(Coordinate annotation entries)
---+---

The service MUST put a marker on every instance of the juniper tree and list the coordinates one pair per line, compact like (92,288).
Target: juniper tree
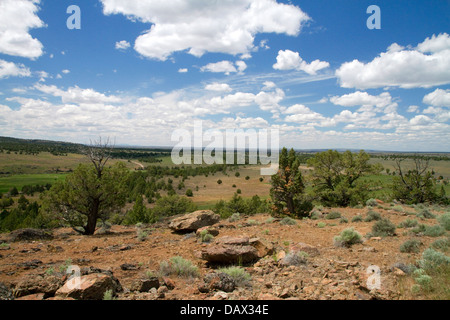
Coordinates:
(288,188)
(90,192)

---+---

STATED GOAL – Reproduce the entries above word for word, omitting the pictures.

EXERCISE ANSWER –
The service MUST put a marker on every instance of the juniper tree and list the coordinates one pair per line, compact like (92,288).
Target: juniper tree
Coordinates:
(288,188)
(90,192)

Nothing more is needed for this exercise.